*** SELECTED PASSAGE ***
Thailand’s kitchen has all the raw ingredients that one may find in any other kitchen around the world. However, these individual ingredients like the common herbs and spices are carefully mixed to produce a unique Thai taste. The proper combination of these ingredients is considered an art and involves time, skill and delicate adjustment. The special combination is what gives Thai food its very distinctive character. It is also interesting to note that the 20-30 main herbs and spices which form the basis for Thai cooking are often used in approximation.
In fact, most Thai cooks don’t use food processors, oven, measuring cups spoons and all those weighting devices. Most local cooks when asked about how much or how many of this or that ingredient to add, they’d just say. “I just know.” Many times, the amounts they use are no minimal that you wonder if they have any effect at all.
However, to a trained palate, it oly takes one taste to know what is missing. Some of the essential herbs and spices in Thai cooking are coriander (phak chee), Thai holy basil (bai ka prao), kaffir lime leaf (bai ma krood), lemongrass (ta krai), bird chilli (prik khee noo suan), lime (ma nao), galangal (khaa), ginger (khing), turmeric (kra chai), saw-leaf herb (phak chee farang), shallot (hua hom daeng), garlic (kra tiem), spring onion (ton hom) among others Coriander or phak chee leaves are used often as garnish. It stems and roots are used as seasoning I many Thai dishes, while its seed is used to spice up the Thai curry.
No Thai kitchen would be complete without a good supply of fresh basil. Thais make use of several types of basil in their cooking. The holy basil (bai ka prao) being the ost common one. These intensely aromatic dark green leaves with purplish flower is commonly used in stir-fried chicken, beef, pork or seafood or added into the curry. Kaffir lime leaf or bai ma krood, has freshly green and glossy color and its shape resemble a figure eight. These leaves can be finely shredded and added to salads or tom and added to curries and soups like tom yum.
Lemongrass or ta krai, for some dishes, is chopped and pounded, other times it is simply cut into long pieces and “bruised” (bent and kneaded or even lightly cut in several places) to release the scent and flavor for soups and curries. Indispensable in tom yum, and often mixed with onion, chilli and coriander then topped on sardines. The smallest of the chilies, called bird chili or phrik khee noo suan, is the hottest.
*** End of SELECTED PASSAGE ***
*** DATA PROVIDED ***
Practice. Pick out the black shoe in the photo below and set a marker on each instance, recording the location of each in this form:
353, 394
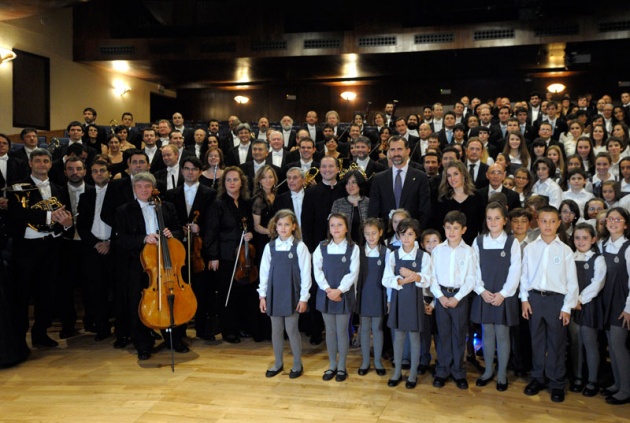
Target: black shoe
380, 372
329, 374
272, 373
232, 339
615, 401
482, 382
461, 383
394, 382
122, 342
590, 390
67, 333
576, 386
43, 341
534, 387
439, 382
144, 355
102, 335
557, 395
294, 374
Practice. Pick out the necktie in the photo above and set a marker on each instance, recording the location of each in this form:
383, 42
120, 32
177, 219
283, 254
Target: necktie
398, 187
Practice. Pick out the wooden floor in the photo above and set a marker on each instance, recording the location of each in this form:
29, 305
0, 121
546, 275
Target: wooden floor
85, 381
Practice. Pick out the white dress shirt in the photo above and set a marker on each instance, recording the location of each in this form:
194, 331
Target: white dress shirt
454, 268
514, 274
349, 281
550, 267
304, 261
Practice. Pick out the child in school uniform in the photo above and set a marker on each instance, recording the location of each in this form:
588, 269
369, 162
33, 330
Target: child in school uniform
336, 270
587, 317
496, 306
429, 240
549, 290
407, 271
616, 301
371, 295
285, 280
454, 277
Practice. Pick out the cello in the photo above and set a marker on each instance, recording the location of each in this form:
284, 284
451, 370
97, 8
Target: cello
168, 301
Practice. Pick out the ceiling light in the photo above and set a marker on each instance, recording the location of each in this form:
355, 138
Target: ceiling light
556, 88
6, 55
348, 95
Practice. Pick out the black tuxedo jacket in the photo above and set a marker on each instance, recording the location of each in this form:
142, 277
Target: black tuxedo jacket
513, 198
415, 195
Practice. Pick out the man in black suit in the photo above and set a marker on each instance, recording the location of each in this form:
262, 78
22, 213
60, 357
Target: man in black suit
96, 252
36, 247
192, 201
477, 168
400, 186
137, 225
30, 142
259, 155
495, 175
243, 152
171, 176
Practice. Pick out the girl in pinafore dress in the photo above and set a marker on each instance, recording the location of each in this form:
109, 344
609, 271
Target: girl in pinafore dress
285, 280
336, 270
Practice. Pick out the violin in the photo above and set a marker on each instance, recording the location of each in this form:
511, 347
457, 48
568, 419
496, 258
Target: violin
168, 301
198, 263
247, 271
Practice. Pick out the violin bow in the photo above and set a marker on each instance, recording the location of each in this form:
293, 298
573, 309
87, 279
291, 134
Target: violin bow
238, 252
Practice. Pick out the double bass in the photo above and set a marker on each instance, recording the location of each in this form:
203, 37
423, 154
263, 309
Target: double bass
168, 301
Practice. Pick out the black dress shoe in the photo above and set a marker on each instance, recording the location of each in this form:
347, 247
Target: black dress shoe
482, 382
144, 355
44, 341
341, 375
615, 401
232, 339
590, 390
102, 335
122, 342
329, 374
439, 382
272, 373
557, 395
394, 382
294, 374
534, 387
461, 383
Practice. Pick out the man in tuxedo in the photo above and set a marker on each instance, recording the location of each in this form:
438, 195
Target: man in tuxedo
315, 132
96, 254
496, 175
242, 152
36, 248
171, 176
137, 225
477, 168
279, 155
400, 186
192, 201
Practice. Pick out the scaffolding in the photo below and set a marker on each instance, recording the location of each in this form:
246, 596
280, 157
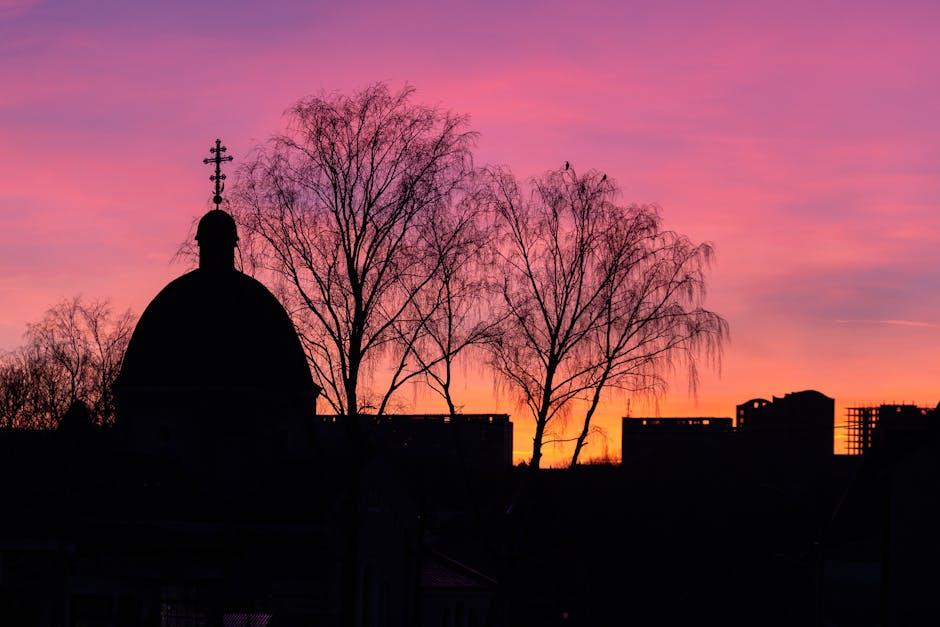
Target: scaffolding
*** End of DATA PROVIDED ***
YOUR TASK ▸ Could you revise the passage on Thai herbs and spices, starting at "Thailand’s kitchen has" and ending at "effect at all.", so that "herbs and spices" becomes "seasonings"? The entries have nothing to do with the passage on Thai herbs and spices.

OUTPUT OF THE EXERCISE ▸
Thailand’s kitchen has all the raw ingredients that one may find in any other kitchen around the world. However, these individual ingredients like the common seasonings are carefully mixed to produce a unique Thai taste. The proper combination of these ingredients is considered an art and involves time, skill and delicate adjustment. The special combination is what gives Thai food its very distinctive character. It is also interesting to note that the 20-30 main seasonings which form the basis for Thai cooking are often used in approximation.
In fact, most Thai cooks don’t use food processors, oven, measuring cups spoons and all those weighting devices. Most local cooks when asked about how much or how many of this or that ingredient to add, they’d just say. “I just know.” Many times, the amounts they use are no minimal that you wonder if they have any effect at all.